● What you should do
All records below must be written out exactly, with the pictures excluded.

● Records provided
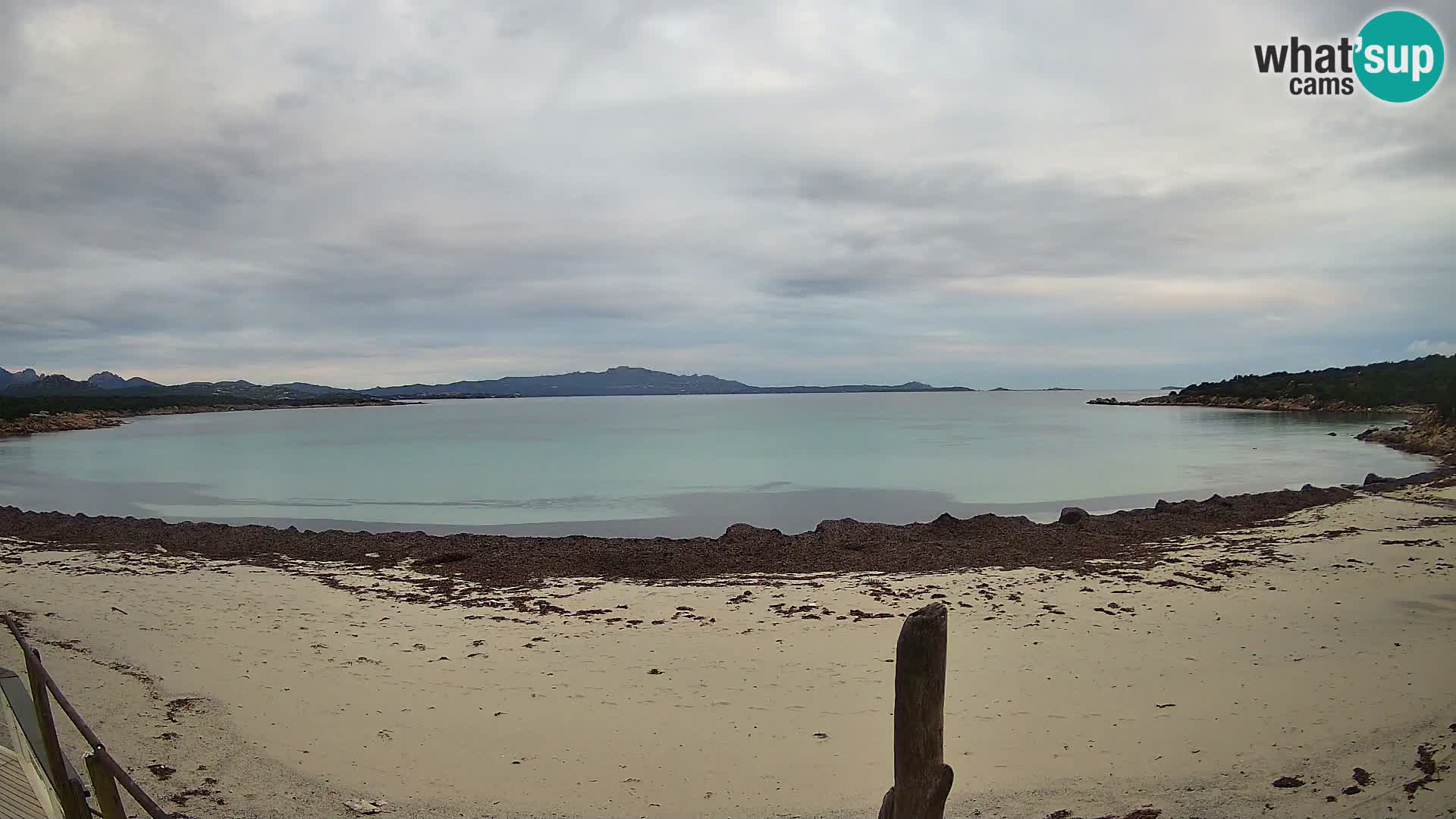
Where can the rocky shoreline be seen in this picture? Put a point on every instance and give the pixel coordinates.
(1307, 404)
(1082, 542)
(1076, 541)
(38, 423)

● Your solution
Where can the rocky shoreline be seen in this picture? Put a point on every instance and give the pixel coordinates.
(1307, 404)
(1082, 542)
(1076, 541)
(38, 423)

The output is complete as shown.